* _EXERCISE REQUIREMENTS_:
Please repeat all of the listing exactly.

[Extracted records]
-------------------------
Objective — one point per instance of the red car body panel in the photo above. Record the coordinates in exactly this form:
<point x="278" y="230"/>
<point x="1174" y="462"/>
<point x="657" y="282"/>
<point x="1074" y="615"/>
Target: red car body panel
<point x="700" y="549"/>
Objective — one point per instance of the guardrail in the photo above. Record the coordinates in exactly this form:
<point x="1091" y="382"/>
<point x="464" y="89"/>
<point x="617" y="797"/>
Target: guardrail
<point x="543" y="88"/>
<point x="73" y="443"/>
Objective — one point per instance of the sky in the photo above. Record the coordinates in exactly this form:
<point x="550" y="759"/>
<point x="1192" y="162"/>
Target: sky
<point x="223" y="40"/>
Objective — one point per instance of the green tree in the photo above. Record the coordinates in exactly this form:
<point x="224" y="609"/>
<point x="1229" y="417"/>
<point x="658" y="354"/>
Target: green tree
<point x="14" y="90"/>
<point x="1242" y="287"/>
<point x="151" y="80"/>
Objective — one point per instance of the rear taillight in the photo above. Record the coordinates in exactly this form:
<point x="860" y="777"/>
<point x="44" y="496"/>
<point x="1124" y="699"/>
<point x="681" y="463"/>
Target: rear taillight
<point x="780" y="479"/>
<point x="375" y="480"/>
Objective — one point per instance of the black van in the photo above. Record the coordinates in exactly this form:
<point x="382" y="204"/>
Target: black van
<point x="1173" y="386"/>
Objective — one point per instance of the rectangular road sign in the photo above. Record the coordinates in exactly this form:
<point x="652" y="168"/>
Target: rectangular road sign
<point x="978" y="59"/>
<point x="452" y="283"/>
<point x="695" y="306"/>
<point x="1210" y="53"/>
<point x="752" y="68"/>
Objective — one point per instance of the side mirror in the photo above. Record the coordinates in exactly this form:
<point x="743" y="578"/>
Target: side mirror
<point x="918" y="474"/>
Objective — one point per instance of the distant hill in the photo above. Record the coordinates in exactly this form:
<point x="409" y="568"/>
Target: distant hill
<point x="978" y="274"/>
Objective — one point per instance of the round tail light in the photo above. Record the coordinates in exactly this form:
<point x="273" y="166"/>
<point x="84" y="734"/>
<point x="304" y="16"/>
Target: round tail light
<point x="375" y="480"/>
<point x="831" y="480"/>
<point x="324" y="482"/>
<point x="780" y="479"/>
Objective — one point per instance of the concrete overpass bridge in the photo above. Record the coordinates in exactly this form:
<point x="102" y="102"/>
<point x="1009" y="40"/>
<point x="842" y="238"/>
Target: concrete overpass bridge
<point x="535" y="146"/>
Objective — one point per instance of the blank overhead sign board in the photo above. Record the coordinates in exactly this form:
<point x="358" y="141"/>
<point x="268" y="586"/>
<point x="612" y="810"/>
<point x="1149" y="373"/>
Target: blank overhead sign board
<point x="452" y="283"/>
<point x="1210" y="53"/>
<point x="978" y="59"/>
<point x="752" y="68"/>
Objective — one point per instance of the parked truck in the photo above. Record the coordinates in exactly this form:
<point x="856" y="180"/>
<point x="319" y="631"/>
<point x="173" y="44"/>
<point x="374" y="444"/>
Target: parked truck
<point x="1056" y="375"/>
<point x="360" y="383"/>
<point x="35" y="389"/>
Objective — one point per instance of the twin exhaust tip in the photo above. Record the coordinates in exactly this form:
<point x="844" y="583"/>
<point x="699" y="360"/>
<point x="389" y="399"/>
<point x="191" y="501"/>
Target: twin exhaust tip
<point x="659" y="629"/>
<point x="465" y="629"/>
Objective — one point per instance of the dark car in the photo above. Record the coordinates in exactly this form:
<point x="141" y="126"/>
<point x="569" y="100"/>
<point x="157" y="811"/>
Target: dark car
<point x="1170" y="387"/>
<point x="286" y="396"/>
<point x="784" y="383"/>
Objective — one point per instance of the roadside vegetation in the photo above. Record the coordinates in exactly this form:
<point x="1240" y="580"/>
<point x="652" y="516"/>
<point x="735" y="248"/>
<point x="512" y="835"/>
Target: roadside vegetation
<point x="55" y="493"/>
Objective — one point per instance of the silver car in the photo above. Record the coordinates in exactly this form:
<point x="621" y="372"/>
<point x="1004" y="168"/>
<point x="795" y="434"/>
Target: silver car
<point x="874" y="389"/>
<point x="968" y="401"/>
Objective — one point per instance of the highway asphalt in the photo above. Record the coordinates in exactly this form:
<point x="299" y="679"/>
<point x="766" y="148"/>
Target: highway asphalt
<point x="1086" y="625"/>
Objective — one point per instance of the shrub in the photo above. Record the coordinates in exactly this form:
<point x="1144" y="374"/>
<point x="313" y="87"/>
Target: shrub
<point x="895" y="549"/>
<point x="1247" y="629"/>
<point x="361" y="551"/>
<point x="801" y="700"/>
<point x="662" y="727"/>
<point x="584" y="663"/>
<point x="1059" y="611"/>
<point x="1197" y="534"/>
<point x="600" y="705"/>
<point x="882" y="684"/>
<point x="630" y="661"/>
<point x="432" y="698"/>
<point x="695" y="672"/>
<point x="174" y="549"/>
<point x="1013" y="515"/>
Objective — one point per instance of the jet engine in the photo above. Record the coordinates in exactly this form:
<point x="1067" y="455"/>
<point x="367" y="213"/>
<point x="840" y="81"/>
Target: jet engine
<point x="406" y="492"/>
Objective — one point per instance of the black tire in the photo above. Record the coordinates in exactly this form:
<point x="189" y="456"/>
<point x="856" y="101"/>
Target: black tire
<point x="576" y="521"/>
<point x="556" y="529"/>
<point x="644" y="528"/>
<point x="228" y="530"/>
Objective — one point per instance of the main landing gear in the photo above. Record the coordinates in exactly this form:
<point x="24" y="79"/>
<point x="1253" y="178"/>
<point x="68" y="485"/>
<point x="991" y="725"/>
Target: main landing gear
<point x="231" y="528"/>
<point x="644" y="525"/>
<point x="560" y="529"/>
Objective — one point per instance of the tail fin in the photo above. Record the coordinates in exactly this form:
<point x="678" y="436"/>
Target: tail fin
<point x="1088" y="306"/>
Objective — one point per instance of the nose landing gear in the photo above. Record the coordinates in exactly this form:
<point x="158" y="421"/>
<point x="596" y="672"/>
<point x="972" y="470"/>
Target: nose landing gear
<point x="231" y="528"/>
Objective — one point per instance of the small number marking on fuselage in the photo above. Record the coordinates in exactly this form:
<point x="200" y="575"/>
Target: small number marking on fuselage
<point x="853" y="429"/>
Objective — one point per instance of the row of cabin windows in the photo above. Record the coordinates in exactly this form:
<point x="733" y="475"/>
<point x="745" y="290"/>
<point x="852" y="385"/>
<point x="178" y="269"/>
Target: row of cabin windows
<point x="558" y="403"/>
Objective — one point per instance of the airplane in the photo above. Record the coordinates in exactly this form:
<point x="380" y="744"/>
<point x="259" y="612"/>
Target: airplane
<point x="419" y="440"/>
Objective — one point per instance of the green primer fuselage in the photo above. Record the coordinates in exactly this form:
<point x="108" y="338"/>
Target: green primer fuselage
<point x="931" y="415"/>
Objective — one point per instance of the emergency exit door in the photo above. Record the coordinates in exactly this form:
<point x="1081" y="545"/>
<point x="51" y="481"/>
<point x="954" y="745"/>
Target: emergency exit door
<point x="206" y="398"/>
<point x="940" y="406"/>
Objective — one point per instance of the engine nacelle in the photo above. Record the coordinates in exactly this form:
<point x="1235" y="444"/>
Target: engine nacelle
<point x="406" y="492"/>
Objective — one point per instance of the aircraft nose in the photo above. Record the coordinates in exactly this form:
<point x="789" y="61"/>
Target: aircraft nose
-------------------------
* _RESPONSE TO THE EXERCISE_:
Objective — one point per instance of the red car body panel in the photo above. Record the coordinates in exactly this form:
<point x="278" y="230"/>
<point x="1174" y="462"/>
<point x="657" y="282"/>
<point x="1074" y="615"/>
Target: red car body panel
<point x="700" y="549"/>
Objective — one point per instance of the guardrail in the photo above. Record the coordinates in exactly this form:
<point x="1091" y="382"/>
<point x="464" y="89"/>
<point x="617" y="797"/>
Target: guardrail
<point x="543" y="88"/>
<point x="73" y="443"/>
Objective — one point per instance of the sky in the photo above. Record the coordinates in exactly this form:
<point x="550" y="759"/>
<point x="1192" y="162"/>
Target: sky
<point x="223" y="40"/>
Objective — one point per instance of the green tree in the photo above. Record the coordinates in exactly this form:
<point x="224" y="609"/>
<point x="1229" y="417"/>
<point x="658" y="354"/>
Target: green tree
<point x="14" y="90"/>
<point x="1242" y="287"/>
<point x="151" y="80"/>
Objective — one point per instance of the rear taillight in the photo above. Record the coordinates in exactly this form:
<point x="860" y="777"/>
<point x="44" y="496"/>
<point x="1124" y="699"/>
<point x="681" y="463"/>
Target: rear taillight
<point x="780" y="479"/>
<point x="375" y="480"/>
Objective — one point per instance of the black van in the photo above. Record the coordinates in exactly this form:
<point x="382" y="204"/>
Target: black van
<point x="1173" y="386"/>
Objective — one point per instance of the rectangular road sign in the photo above. Record the coordinates in exactly this form:
<point x="652" y="168"/>
Target: rectangular road sign
<point x="978" y="59"/>
<point x="452" y="283"/>
<point x="695" y="306"/>
<point x="1210" y="53"/>
<point x="752" y="68"/>
Objective — one point per instance of the side mirror in the photo above. Record the coordinates in exactly this form:
<point x="743" y="578"/>
Target: side mirror
<point x="918" y="474"/>
Objective — one point per instance of the distant hill in the photo above. Record the coordinates in exactly this form:
<point x="409" y="568"/>
Target: distant hill
<point x="978" y="274"/>
Objective — one point per instance of the round tail light in the photo above. Record the coordinates in exactly this form:
<point x="273" y="166"/>
<point x="84" y="734"/>
<point x="304" y="16"/>
Target: round tail light
<point x="375" y="480"/>
<point x="831" y="480"/>
<point x="324" y="482"/>
<point x="780" y="479"/>
Objective — one point per instance of the concrete overpass bridge in the photo above. Record the coordinates in exactly this form:
<point x="102" y="102"/>
<point x="1009" y="40"/>
<point x="842" y="238"/>
Target: concrete overpass bridge
<point x="535" y="146"/>
Objective — one point per instance of the blank overhead sign board in the photo above. Record the coordinates in exactly this form:
<point x="358" y="141"/>
<point x="268" y="586"/>
<point x="612" y="810"/>
<point x="1149" y="373"/>
Target: blank overhead sign board
<point x="452" y="283"/>
<point x="1210" y="53"/>
<point x="978" y="59"/>
<point x="752" y="68"/>
Objective — one point per instance of the parked truck in the photo above. Record the coordinates in exactly this form:
<point x="856" y="180"/>
<point x="319" y="631"/>
<point x="173" y="44"/>
<point x="374" y="444"/>
Target: parked truck
<point x="1056" y="375"/>
<point x="360" y="383"/>
<point x="35" y="389"/>
Objective — one point per instance of the twin exhaust tip in the photo above. Record the coordinates in exactly this form:
<point x="844" y="583"/>
<point x="699" y="360"/>
<point x="389" y="399"/>
<point x="191" y="501"/>
Target: twin exhaust tip
<point x="659" y="629"/>
<point x="465" y="629"/>
Objective — one point per instance of the dark car in the photo above. Record the coordinates in exactly this form:
<point x="141" y="126"/>
<point x="569" y="100"/>
<point x="157" y="811"/>
Target: dark car
<point x="1170" y="387"/>
<point x="286" y="396"/>
<point x="784" y="383"/>
Objective — one point per instance of the roadside vegetation in the photo above. Record the coordinates in exactly this form:
<point x="1240" y="580"/>
<point x="652" y="516"/>
<point x="735" y="248"/>
<point x="512" y="835"/>
Target: roadside vegetation
<point x="55" y="493"/>
Objective — one point per instance of the silver car in the photo above. Record the coordinates in exactly this form:
<point x="621" y="372"/>
<point x="1004" y="168"/>
<point x="795" y="434"/>
Target: silver car
<point x="874" y="389"/>
<point x="968" y="401"/>
Objective — one point per instance of the highway asphalt in the photo above. Record the coordinates in exactly this form:
<point x="299" y="679"/>
<point x="766" y="148"/>
Target: highway asphalt
<point x="1086" y="625"/>
Objective — one point per instance of the shrub in the photo above. Record the coordinates in exactly this form:
<point x="1144" y="374"/>
<point x="313" y="87"/>
Target: shrub
<point x="895" y="549"/>
<point x="1247" y="629"/>
<point x="361" y="551"/>
<point x="801" y="700"/>
<point x="662" y="727"/>
<point x="584" y="663"/>
<point x="1059" y="611"/>
<point x="1197" y="534"/>
<point x="600" y="705"/>
<point x="882" y="684"/>
<point x="630" y="661"/>
<point x="432" y="698"/>
<point x="695" y="672"/>
<point x="174" y="549"/>
<point x="1013" y="515"/>
Objective — one point per instance of the jet engine in the photo above. Record the coordinates in exactly this form:
<point x="1067" y="455"/>
<point x="367" y="213"/>
<point x="840" y="81"/>
Target: jet engine
<point x="406" y="492"/>
Objective — one point per instance of the black tire in the photo above. Record the coordinates in exactly this form:
<point x="189" y="456"/>
<point x="856" y="101"/>
Target: black tire
<point x="576" y="521"/>
<point x="556" y="529"/>
<point x="644" y="528"/>
<point x="228" y="530"/>
Objective — one point per instance of the main landing gear in the photo above. Record the coordinates in exactly this form:
<point x="24" y="79"/>
<point x="1253" y="178"/>
<point x="68" y="485"/>
<point x="991" y="725"/>
Target: main landing gear
<point x="231" y="528"/>
<point x="644" y="525"/>
<point x="560" y="529"/>
Objective — one point per instance of the tail fin in the photo above. Record the coordinates in exactly this form:
<point x="678" y="436"/>
Target: tail fin
<point x="1088" y="306"/>
Objective — one point per instance of the nose landing gear in the photo above. Record the coordinates in exactly this form:
<point x="158" y="421"/>
<point x="596" y="672"/>
<point x="972" y="470"/>
Target: nose landing gear
<point x="231" y="528"/>
Objective — one point per instance of the small number marking on fuselage in the photo above. Record the coordinates in exactly this form:
<point x="200" y="575"/>
Target: small number marking on fuselage
<point x="853" y="429"/>
Objective — one point per instance of the row of cabin windows in the photo above. Record the coordinates in exactly this form:
<point x="733" y="475"/>
<point x="745" y="290"/>
<point x="852" y="385"/>
<point x="178" y="269"/>
Target: row of cabin windows
<point x="558" y="403"/>
Objective — one point per instance of the airplane in the photo above. Record the coordinates in exactly this form:
<point x="380" y="744"/>
<point x="259" y="612"/>
Target: airplane
<point x="419" y="440"/>
Objective — one point per instance of the green primer fuselage in the photo above. Record the coordinates in exactly this form:
<point x="108" y="338"/>
Target: green primer fuselage
<point x="931" y="415"/>
Objective — one point per instance of the emergency exit door in the photo above. Record the coordinates in exactly this form:
<point x="1081" y="545"/>
<point x="51" y="481"/>
<point x="954" y="745"/>
Target: emergency exit door
<point x="206" y="398"/>
<point x="940" y="406"/>
Objective — one point per instance of the engine nacelle in the photo above. Record the coordinates in exactly this form:
<point x="1235" y="444"/>
Target: engine nacelle
<point x="406" y="492"/>
Objective — one point per instance of the aircraft nose in the photo above. Record the coordinates in exactly this form:
<point x="789" y="61"/>
Target: aircraft nose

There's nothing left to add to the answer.